◆ What is being asked
Although pictures appear in the records, the copy must leave them out and match everything else exactly.

◆ Extracted records
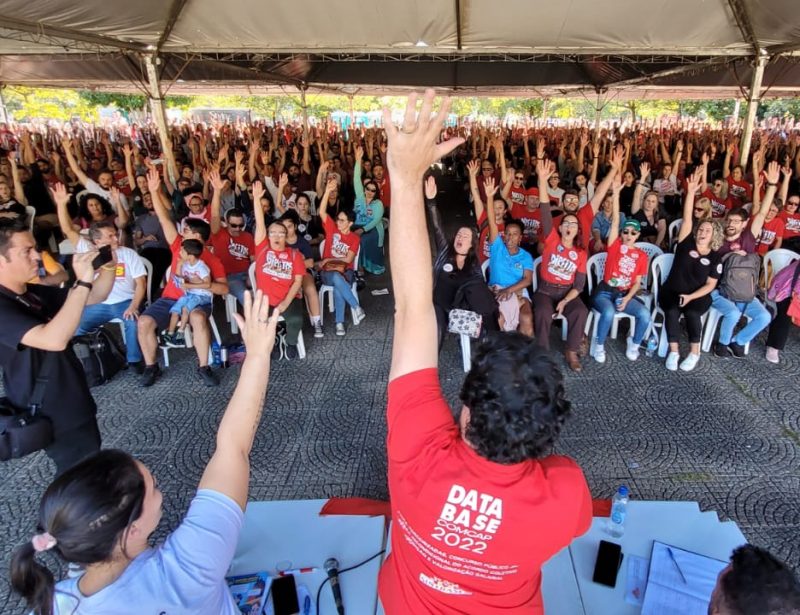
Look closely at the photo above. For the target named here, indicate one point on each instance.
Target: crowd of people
(267, 214)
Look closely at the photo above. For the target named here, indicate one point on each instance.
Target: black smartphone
(284, 596)
(102, 258)
(609, 560)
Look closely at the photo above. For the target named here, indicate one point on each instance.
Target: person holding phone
(102, 513)
(38, 321)
(694, 274)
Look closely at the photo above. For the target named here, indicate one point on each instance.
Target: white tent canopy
(686, 48)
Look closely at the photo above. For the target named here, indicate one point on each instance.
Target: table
(291, 534)
(680, 524)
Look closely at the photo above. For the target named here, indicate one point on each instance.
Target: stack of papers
(680, 581)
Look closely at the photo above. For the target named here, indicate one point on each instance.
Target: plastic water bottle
(619, 510)
(652, 344)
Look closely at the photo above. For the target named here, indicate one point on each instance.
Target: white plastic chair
(660, 268)
(301, 344)
(672, 233)
(535, 285)
(595, 267)
(188, 332)
(326, 289)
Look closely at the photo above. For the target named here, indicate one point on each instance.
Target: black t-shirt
(67, 400)
(690, 269)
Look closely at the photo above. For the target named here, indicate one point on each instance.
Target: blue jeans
(237, 284)
(732, 311)
(100, 313)
(603, 302)
(342, 293)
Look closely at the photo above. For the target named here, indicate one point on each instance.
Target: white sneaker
(598, 352)
(632, 350)
(672, 361)
(690, 362)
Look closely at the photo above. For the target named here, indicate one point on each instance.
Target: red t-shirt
(468, 534)
(624, 265)
(769, 234)
(234, 252)
(483, 236)
(276, 270)
(792, 222)
(559, 264)
(171, 291)
(719, 207)
(338, 244)
(532, 220)
(740, 192)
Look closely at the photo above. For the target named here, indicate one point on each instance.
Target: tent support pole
(157, 102)
(754, 97)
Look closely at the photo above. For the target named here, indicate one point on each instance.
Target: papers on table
(680, 582)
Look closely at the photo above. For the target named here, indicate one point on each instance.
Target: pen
(286, 573)
(674, 561)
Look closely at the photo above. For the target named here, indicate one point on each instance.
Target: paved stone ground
(726, 435)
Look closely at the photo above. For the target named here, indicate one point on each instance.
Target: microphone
(332, 568)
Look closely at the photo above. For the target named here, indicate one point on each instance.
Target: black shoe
(737, 350)
(723, 351)
(209, 378)
(137, 366)
(150, 375)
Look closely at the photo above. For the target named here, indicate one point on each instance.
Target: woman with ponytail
(101, 513)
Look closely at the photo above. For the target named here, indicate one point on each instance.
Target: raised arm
(161, 209)
(61, 198)
(411, 151)
(228, 471)
(260, 233)
(692, 185)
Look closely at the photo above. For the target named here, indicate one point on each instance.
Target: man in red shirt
(478, 504)
(233, 245)
(279, 273)
(156, 317)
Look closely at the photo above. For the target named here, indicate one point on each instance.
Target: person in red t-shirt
(233, 245)
(156, 317)
(465, 493)
(562, 275)
(279, 272)
(500, 211)
(625, 267)
(337, 267)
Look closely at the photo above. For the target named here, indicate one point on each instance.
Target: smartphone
(102, 258)
(284, 596)
(609, 560)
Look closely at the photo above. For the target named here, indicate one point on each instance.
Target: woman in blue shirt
(369, 219)
(100, 514)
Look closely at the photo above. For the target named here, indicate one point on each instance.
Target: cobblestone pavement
(727, 435)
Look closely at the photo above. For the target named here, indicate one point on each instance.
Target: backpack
(100, 355)
(739, 280)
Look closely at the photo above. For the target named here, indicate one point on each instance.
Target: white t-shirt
(129, 267)
(185, 575)
(200, 270)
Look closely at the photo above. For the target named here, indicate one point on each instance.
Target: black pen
(674, 561)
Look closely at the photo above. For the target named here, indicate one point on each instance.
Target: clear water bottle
(652, 344)
(619, 510)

◆ Problem solution
Look closely at the photo above. For the target named here, indicate one point on each instance.
Target: crowd of people
(267, 214)
Look closely at the photo above. For the target named here, indicate one point on each instance.
Target: black smartphone
(284, 596)
(102, 258)
(609, 560)
Look closely at the photo above. For the target named here, indicate one point on each instance.
Target: person holding phone
(102, 513)
(38, 321)
(694, 274)
Look closely at the photo above. For the target named here, indicate one point on each instance.
Target: white tent canopy
(686, 48)
Look closely at the photo above. For the target named here, indicate one point on each instance.
Target: table
(291, 534)
(680, 524)
Look closely at the photo above. For the target named here, indicate one point on each instance.
Target: stack of papers
(680, 581)
Look closely at the photo above. For the target named here, indicate one point on each instance.
Target: plastic water bottle
(619, 510)
(652, 344)
Look closely at the photo above. For the target named here, indicate one point on each instance.
Target: white plastic chair
(660, 268)
(301, 344)
(672, 233)
(535, 285)
(595, 267)
(188, 332)
(326, 289)
Look closely at the photo above. For the target named here, indicate one point on each instance.
Target: black t-shirt
(67, 400)
(690, 269)
Look closely at the photo above. For the target named here, indicate one point on each instance.
Target: blue jeans
(237, 284)
(732, 311)
(100, 313)
(603, 302)
(342, 293)
Look closely at the photo above. For the target named here, indicate one point on each instance.
Target: white sneaker
(598, 352)
(632, 350)
(672, 361)
(690, 362)
Look closely at the photo above. For the target named here, indicate one point on each instance.
Target: red t-shirt
(468, 534)
(624, 265)
(769, 234)
(234, 252)
(483, 236)
(276, 270)
(792, 222)
(559, 264)
(171, 291)
(719, 207)
(338, 244)
(532, 220)
(740, 192)
Look closely at the photo above. For the target named here, indicate one point on each instance.
Target: tent support pole
(157, 102)
(754, 97)
Look closely at the photo above. For the target named here, indicate one point on each instance.
Target: papers on table
(680, 582)
Look closely at the photo above. For the target named here, indicate one point on each instance.
Target: pen
(286, 573)
(674, 561)
Look closely at the photo above. For the target named here, indicate one point on each instance.
Target: paved stone ground
(726, 435)
Look closely at the photo above. For the target named here, indicate one point on each instance.
Target: microphone
(332, 568)
Look closely at the photo above. For the target named here, indicate one point on each instance.
Target: black shoe
(737, 350)
(723, 351)
(209, 378)
(137, 366)
(150, 375)
Look closely at the photo above. For the target named here, indicate one point on each instance.
Target: woman with ponytail
(101, 513)
Look closely at the photo above. For the target named here, indicate one point on each instance.
Target: raised arm
(161, 209)
(61, 198)
(411, 151)
(228, 471)
(260, 233)
(692, 185)
Look closely at the photo above. For the target named here, indicate one point on each instance.
Target: man in red shirt
(478, 504)
(233, 245)
(279, 273)
(156, 317)
Look closely at the photo above. For the target named here, indicate one point on each instance.
Target: person in red t-shirt
(233, 245)
(156, 317)
(465, 493)
(562, 275)
(279, 272)
(500, 211)
(625, 267)
(337, 267)
Look closely at the photo above. For the target named here, indicate one point on each instance.
Target: smartphone
(102, 258)
(284, 596)
(609, 560)
Look closely at the photo above. For the target named here, indicate one point on each instance.
Target: woman in blue shirt
(369, 219)
(100, 514)
Look closely at the photo above. For the target named here, indicate one point on each instance.
Target: cobblestone pavement
(727, 435)
Look closely at the photo above. For the target named here, indicate one point on each instance.
Target: backpack
(100, 355)
(739, 280)
Look closely at the photo above. For the target named here, indicate one point on each instance.
Target: white t-shirt
(129, 267)
(185, 575)
(200, 270)
Look closely at the photo above. For the target named here, indicate one point on each instance.
Target: black pen
(674, 561)
Look closely at the photo above. For the target named here, indicate one point on each instance.
Target: clear water bottle
(652, 344)
(619, 510)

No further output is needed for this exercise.